Saved data entries
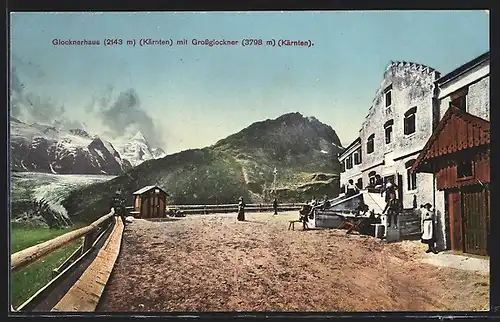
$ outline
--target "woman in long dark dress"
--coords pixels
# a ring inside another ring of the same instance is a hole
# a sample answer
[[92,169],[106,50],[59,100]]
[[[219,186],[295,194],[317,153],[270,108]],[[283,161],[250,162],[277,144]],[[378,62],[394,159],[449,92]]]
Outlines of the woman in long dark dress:
[[243,197],[240,197],[238,203],[238,220],[239,221],[244,221],[245,220],[245,202],[243,201]]
[[431,210],[432,205],[430,203],[426,203],[422,206],[421,213],[421,241],[424,244],[427,244],[429,248],[425,251],[426,253],[434,253],[437,254],[436,248],[434,244],[436,243],[436,232],[434,225],[434,212]]

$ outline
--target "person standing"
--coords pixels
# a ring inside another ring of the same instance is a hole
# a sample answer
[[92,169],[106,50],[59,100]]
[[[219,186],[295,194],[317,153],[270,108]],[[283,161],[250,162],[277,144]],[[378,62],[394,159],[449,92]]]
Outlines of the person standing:
[[243,201],[243,197],[240,197],[238,203],[238,220],[245,221],[245,201]]
[[387,227],[391,226],[391,222],[394,222],[394,228],[398,228],[398,215],[401,211],[401,204],[396,198],[396,193],[391,192],[389,194],[389,201],[385,206],[382,214],[387,212]]
[[437,254],[436,248],[434,244],[436,243],[435,237],[435,227],[434,227],[434,212],[431,210],[432,205],[430,203],[426,203],[421,206],[421,241],[424,244],[428,245],[428,249],[425,251],[426,253],[434,253]]
[[382,179],[380,174],[375,175],[375,184],[374,184],[373,189],[375,189],[375,191],[380,192],[380,193],[383,193],[383,191],[384,191],[384,179]]
[[273,210],[274,210],[274,215],[277,215],[278,214],[278,200],[276,198],[274,198],[274,201],[273,201]]
[[323,207],[323,210],[326,210],[326,209],[330,208],[330,200],[328,200],[328,196],[327,195],[325,195],[325,197],[323,198],[322,207]]
[[385,192],[385,202],[389,201],[391,194],[396,194],[397,188],[398,188],[398,186],[396,186],[396,184],[394,182],[392,182],[392,179],[389,179],[387,181],[387,183],[385,184],[385,188],[382,191],[382,193]]
[[117,216],[120,216],[123,222],[123,226],[126,225],[125,217],[127,209],[125,208],[125,199],[122,197],[122,192],[118,189],[111,200],[111,208],[114,210]]

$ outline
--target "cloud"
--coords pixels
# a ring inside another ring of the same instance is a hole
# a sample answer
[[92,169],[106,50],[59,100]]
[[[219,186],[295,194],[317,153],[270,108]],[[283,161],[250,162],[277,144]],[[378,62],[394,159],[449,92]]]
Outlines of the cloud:
[[67,113],[64,104],[56,102],[50,95],[38,94],[26,83],[29,80],[36,84],[45,76],[40,66],[19,57],[12,58],[10,110],[13,117],[66,129],[83,128],[108,139],[132,136],[140,131],[151,147],[165,149],[163,134],[148,112],[141,108],[135,89],[117,93],[112,85],[108,85],[89,99],[81,113],[76,113],[73,105],[71,113]]
[[[108,88],[109,89],[109,88]],[[153,118],[141,108],[137,91],[133,88],[122,91],[114,101],[109,91],[98,101],[99,116],[105,120],[108,129],[116,136],[140,131],[152,146],[162,146],[162,135]]]
[[[23,74],[34,77],[43,77],[44,74],[32,64],[13,59],[19,65],[12,67],[10,79],[11,94],[11,115],[14,117],[23,117],[31,122],[51,123],[64,115],[64,106],[52,102],[49,98],[32,92],[21,80],[20,70]],[[19,63],[20,62],[20,63]],[[21,68],[19,68],[19,66]]]

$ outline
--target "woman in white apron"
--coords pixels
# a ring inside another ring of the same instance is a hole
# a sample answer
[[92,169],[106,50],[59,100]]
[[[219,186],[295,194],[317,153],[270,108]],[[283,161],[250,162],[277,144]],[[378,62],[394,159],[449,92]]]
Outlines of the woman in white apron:
[[422,243],[429,245],[429,249],[427,249],[425,252],[432,252],[434,254],[437,254],[436,248],[434,247],[434,244],[436,243],[436,234],[434,225],[434,212],[431,210],[432,205],[430,203],[426,203],[421,207],[421,240]]

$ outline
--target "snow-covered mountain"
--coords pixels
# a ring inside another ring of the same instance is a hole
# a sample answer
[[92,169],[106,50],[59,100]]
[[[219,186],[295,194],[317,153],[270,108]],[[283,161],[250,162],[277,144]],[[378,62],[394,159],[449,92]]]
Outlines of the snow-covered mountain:
[[159,159],[166,156],[161,148],[151,148],[146,138],[140,131],[130,138],[121,138],[114,141],[114,146],[123,159],[126,159],[132,166],[138,166],[144,161]]
[[120,174],[132,166],[163,157],[138,132],[110,142],[81,128],[63,130],[11,118],[11,166],[14,171],[55,174]]

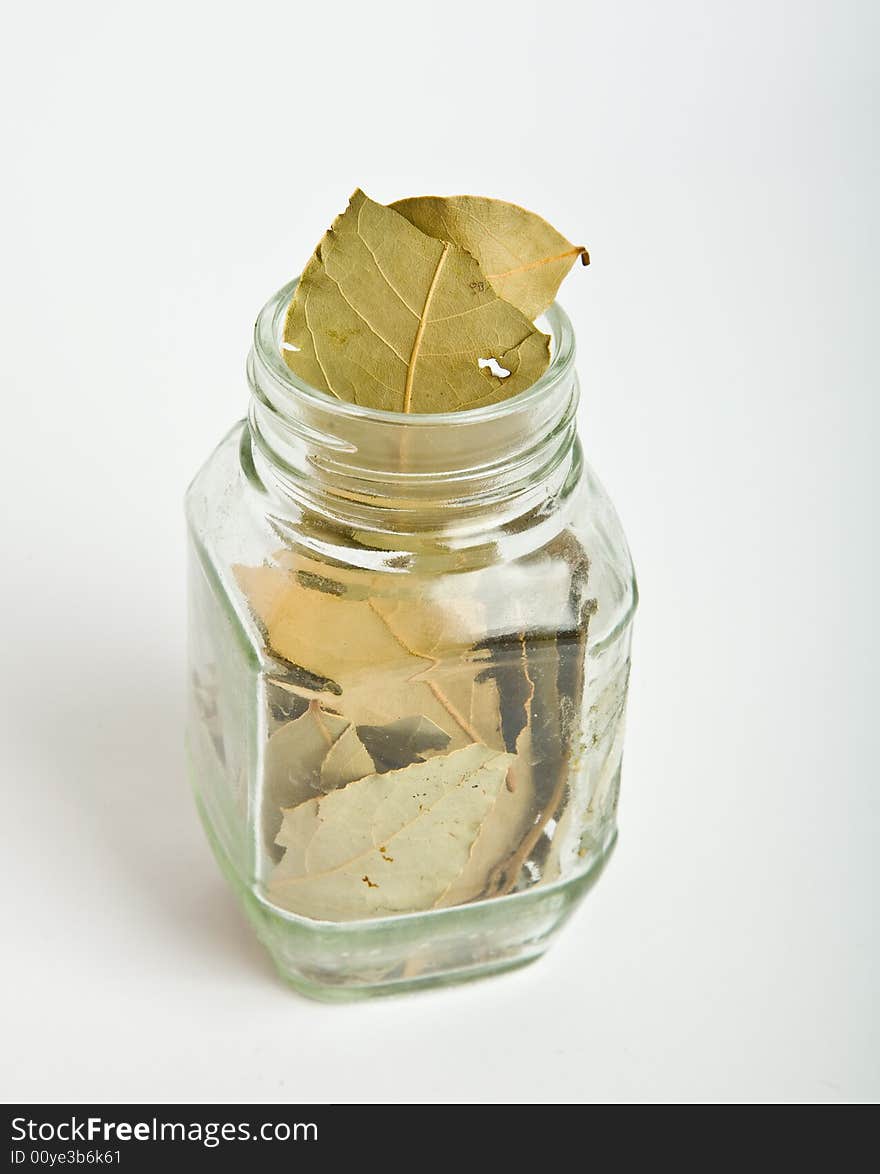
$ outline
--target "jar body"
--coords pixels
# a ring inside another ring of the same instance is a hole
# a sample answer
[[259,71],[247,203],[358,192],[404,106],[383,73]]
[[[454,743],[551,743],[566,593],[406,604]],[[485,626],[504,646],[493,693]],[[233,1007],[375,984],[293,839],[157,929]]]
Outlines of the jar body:
[[379,524],[288,493],[252,416],[188,491],[192,786],[305,993],[527,962],[608,858],[635,583],[576,439],[563,458],[515,509]]

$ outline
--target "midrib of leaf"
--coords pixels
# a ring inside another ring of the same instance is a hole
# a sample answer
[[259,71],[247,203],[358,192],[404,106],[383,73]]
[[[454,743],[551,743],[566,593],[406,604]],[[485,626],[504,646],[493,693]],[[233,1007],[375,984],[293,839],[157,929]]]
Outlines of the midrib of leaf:
[[437,268],[434,270],[434,276],[431,278],[431,284],[428,286],[428,292],[425,295],[425,304],[422,307],[422,314],[419,318],[419,324],[416,327],[415,338],[413,339],[412,351],[409,356],[409,364],[406,369],[406,383],[403,388],[403,410],[404,412],[412,411],[412,394],[413,381],[416,374],[416,363],[419,358],[419,347],[422,345],[422,335],[425,332],[425,323],[428,321],[428,310],[431,306],[431,300],[434,297],[434,290],[437,288],[437,281],[440,277],[440,271],[446,264],[446,257],[449,253],[449,241],[443,242],[443,251],[437,260]]
[[[504,758],[504,757],[506,757],[506,755],[504,755],[503,753],[501,753],[499,751],[499,753],[493,754],[491,758],[485,759],[483,762],[480,763],[479,766],[475,766],[473,768],[473,770],[467,771],[465,774],[463,774],[461,776],[461,778],[455,784],[454,787],[451,787],[447,791],[441,792],[441,794],[439,794],[437,796],[437,798],[434,800],[433,803],[428,804],[428,806],[426,806],[426,807],[423,806],[419,810],[418,814],[416,815],[416,817],[414,819],[408,820],[406,823],[401,824],[396,832],[393,832],[390,836],[385,837],[385,839],[383,840],[383,843],[393,844],[398,836],[401,836],[401,835],[403,835],[404,832],[409,831],[409,829],[414,827],[419,822],[420,819],[423,819],[424,816],[429,815],[434,810],[435,807],[438,807],[441,803],[443,803],[445,800],[447,800],[456,791],[460,791],[465,786],[466,783],[470,782],[470,780],[474,777],[474,775],[477,775],[480,773],[480,771],[485,770],[487,767],[490,767],[496,761],[496,759]],[[409,770],[409,767],[403,767],[402,770]],[[401,772],[388,771],[385,775],[383,775],[381,777],[387,779],[388,775],[398,774],[398,773],[401,773]],[[334,792],[334,794],[341,794],[341,793],[342,792]],[[314,800],[314,802],[318,804],[319,815],[320,815],[320,805],[327,798],[329,798],[329,796],[324,796],[323,799],[315,799]],[[302,876],[287,877],[284,880],[275,881],[275,887],[276,888],[285,888],[290,885],[298,884],[300,881],[315,880],[317,878],[323,879],[324,877],[332,876],[335,872],[343,872],[346,868],[350,868],[351,865],[355,863],[355,861],[363,860],[364,857],[369,856],[371,852],[378,852],[378,851],[379,851],[379,844],[375,843],[375,839],[374,839],[373,844],[369,848],[364,849],[363,852],[358,852],[356,856],[349,857],[348,860],[343,860],[341,864],[337,864],[334,868],[325,868],[322,872],[305,872]],[[308,856],[308,848],[306,848],[306,851],[304,853],[304,859],[307,856]]]
[[[490,281],[500,277],[511,277],[514,273],[525,273],[529,269],[540,269],[542,265],[552,265],[554,261],[564,261],[566,257],[588,257],[589,254],[583,245],[575,245],[566,249],[564,253],[556,253],[553,257],[539,257],[537,261],[529,261],[526,265],[516,265],[513,269],[505,269],[501,273],[487,273]],[[586,265],[587,262],[585,261]]]

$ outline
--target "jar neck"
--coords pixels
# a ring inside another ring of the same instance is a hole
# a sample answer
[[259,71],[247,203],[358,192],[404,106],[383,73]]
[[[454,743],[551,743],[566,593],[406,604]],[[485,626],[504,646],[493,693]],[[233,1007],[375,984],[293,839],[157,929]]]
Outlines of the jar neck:
[[287,367],[280,341],[295,284],[260,313],[247,364],[253,465],[273,496],[362,530],[463,537],[559,495],[576,463],[579,394],[559,307],[546,315],[553,358],[533,387],[472,411],[403,415],[336,400]]

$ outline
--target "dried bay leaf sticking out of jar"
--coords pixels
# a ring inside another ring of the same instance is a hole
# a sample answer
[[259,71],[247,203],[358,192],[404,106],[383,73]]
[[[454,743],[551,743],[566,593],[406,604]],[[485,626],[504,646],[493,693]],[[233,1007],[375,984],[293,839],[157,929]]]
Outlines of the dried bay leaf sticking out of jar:
[[284,326],[285,361],[300,378],[393,412],[508,399],[546,370],[549,343],[469,252],[360,190],[303,270]]
[[556,297],[575,261],[590,257],[541,216],[488,196],[412,196],[391,205],[438,240],[467,249],[492,288],[534,320]]
[[285,811],[269,896],[325,921],[430,909],[467,865],[510,761],[467,746]]

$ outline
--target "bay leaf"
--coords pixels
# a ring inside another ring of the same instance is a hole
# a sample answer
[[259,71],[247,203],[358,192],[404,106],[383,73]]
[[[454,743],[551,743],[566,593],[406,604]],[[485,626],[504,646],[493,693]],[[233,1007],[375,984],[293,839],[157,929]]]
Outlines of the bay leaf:
[[469,648],[485,628],[476,604],[434,601],[419,594],[420,585],[406,596],[364,598],[347,586],[337,593],[314,577],[269,565],[233,572],[269,650],[296,670],[301,683],[291,677],[289,689],[356,726],[415,712],[449,735],[449,749],[484,740],[468,718],[480,670],[468,662]]
[[[448,741],[448,739],[447,739]],[[375,770],[373,760],[361,741],[357,729],[349,725],[336,739],[321,763],[319,786],[322,791],[335,791],[362,779]]]
[[308,704],[295,688],[290,687],[286,674],[270,674],[266,677],[266,705],[273,730],[285,722],[301,717],[308,709]]
[[550,358],[547,335],[498,296],[469,252],[360,190],[303,270],[284,342],[287,365],[313,387],[395,412],[507,399]]
[[536,702],[533,677],[543,678],[531,672],[526,609],[519,601],[508,602],[507,620],[515,622],[517,630],[486,640],[480,647],[487,654],[482,677],[493,681],[498,690],[502,737],[515,758],[507,787],[480,831],[468,868],[445,895],[444,903],[503,891],[509,876],[518,875],[522,864],[518,853],[541,818],[545,775],[540,757],[535,756],[532,726],[540,725],[546,713],[546,706]]
[[[428,662],[400,645],[367,599],[306,586],[295,572],[278,567],[233,571],[265,629],[269,650],[297,669],[296,681],[289,678],[291,690],[343,708],[356,725],[380,725],[389,714],[414,708],[435,721],[449,717],[426,685],[410,683]],[[463,732],[461,739],[461,745],[472,741]]]
[[[508,892],[523,878],[534,882],[541,875],[555,821],[569,801],[572,755],[582,737],[587,634],[596,601],[587,597],[589,559],[571,532],[558,535],[533,560],[539,560],[548,584],[555,581],[563,587],[568,620],[558,628],[540,627],[534,608],[513,596],[496,615],[496,622],[508,630],[479,646],[485,658],[483,675],[497,683],[500,693],[504,744],[515,751],[516,762],[510,794],[499,799],[481,830],[471,875],[458,879],[451,893],[455,900],[473,899],[463,897],[462,887],[477,883],[487,865],[489,881],[480,896]],[[510,849],[502,854],[505,843]]]
[[[485,671],[488,654],[479,641],[487,629],[487,605],[476,597],[474,576],[456,576],[441,585],[444,594],[438,595],[438,584],[431,577],[422,582],[419,577],[321,566],[289,549],[276,557],[284,569],[236,568],[239,584],[275,655],[305,666],[298,669],[299,679],[306,670],[315,680],[332,676],[338,692],[319,693],[317,699],[343,719],[357,723],[357,738],[377,773],[399,770],[471,742],[495,751],[518,749],[516,734],[526,725],[532,691],[525,676],[523,636],[513,637],[511,674],[520,716],[512,723],[508,720],[505,738],[498,682],[492,672]],[[349,608],[354,611],[347,618]],[[374,643],[377,621],[385,631]],[[326,640],[328,632],[334,634],[333,640]],[[309,641],[321,634],[324,639],[312,646]],[[357,648],[359,640],[361,649],[355,654],[352,645]],[[505,657],[498,659],[503,677]],[[415,700],[421,702],[422,713],[412,712]],[[365,713],[382,717],[364,721]],[[396,716],[401,713],[406,716]],[[323,789],[334,759],[343,753],[343,743],[352,738],[352,732],[344,733],[329,751],[322,768]],[[531,764],[524,755],[511,763],[506,782],[461,874],[438,897],[440,905],[479,896],[534,821]]]
[[485,605],[463,588],[441,598],[428,586],[377,595],[371,603],[401,646],[430,662],[422,679],[458,726],[475,742],[512,749],[498,736],[498,694],[482,672],[478,641],[486,630]]
[[325,713],[312,701],[305,713],[280,726],[266,743],[263,838],[273,854],[282,808],[295,807],[314,796],[321,784],[321,765],[348,728],[345,718]]
[[537,815],[528,761],[527,731],[508,768],[505,785],[474,841],[468,862],[437,901],[438,908],[493,895],[493,879],[522,844]]
[[466,746],[285,811],[270,898],[324,921],[430,909],[467,864],[510,762]]
[[534,321],[578,257],[573,245],[541,216],[488,196],[413,196],[396,200],[395,211],[438,240],[452,241],[476,257],[492,288]]
[[398,718],[384,726],[358,726],[357,735],[380,774],[424,762],[450,742],[449,734],[424,714]]

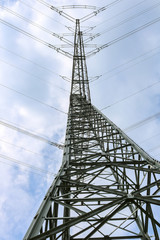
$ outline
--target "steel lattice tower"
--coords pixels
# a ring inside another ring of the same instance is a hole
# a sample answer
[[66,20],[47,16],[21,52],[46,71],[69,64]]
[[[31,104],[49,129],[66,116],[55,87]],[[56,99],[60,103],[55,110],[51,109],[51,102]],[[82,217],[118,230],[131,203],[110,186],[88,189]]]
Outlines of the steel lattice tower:
[[62,166],[24,240],[160,239],[160,163],[91,104],[80,22]]

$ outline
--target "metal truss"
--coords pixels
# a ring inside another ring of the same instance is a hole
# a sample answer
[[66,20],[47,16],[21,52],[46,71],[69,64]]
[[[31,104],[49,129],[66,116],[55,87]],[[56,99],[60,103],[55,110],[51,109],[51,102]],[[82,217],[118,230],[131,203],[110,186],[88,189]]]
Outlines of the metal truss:
[[24,240],[160,239],[160,163],[91,104],[76,21],[62,166]]

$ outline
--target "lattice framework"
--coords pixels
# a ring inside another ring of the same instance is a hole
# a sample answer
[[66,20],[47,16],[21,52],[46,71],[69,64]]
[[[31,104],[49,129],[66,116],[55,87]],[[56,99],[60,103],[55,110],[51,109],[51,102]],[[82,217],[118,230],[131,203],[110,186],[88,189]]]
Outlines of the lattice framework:
[[63,162],[24,240],[158,240],[159,176],[159,162],[91,104],[77,20]]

### What you need to do:
Send back, unchanged, every line of the records from the one with "Outlines of the metal" through the last.

### Exercise output:
Outlines of the metal truss:
[[24,240],[160,239],[160,163],[91,104],[76,21],[62,166]]

$ outline
--target "lattice framework"
--coords pixels
# a ring inside another ring of the same instance is a hole
# a sample answer
[[66,20],[47,16],[21,52],[46,71],[69,64]]
[[[31,104],[49,129],[66,116],[55,87]],[[56,99],[60,103],[55,110],[51,109],[51,102]],[[82,217],[118,230],[131,203],[110,186],[88,189]]]
Outlines of the lattice framework:
[[63,162],[24,240],[158,240],[159,176],[159,162],[91,104],[77,20]]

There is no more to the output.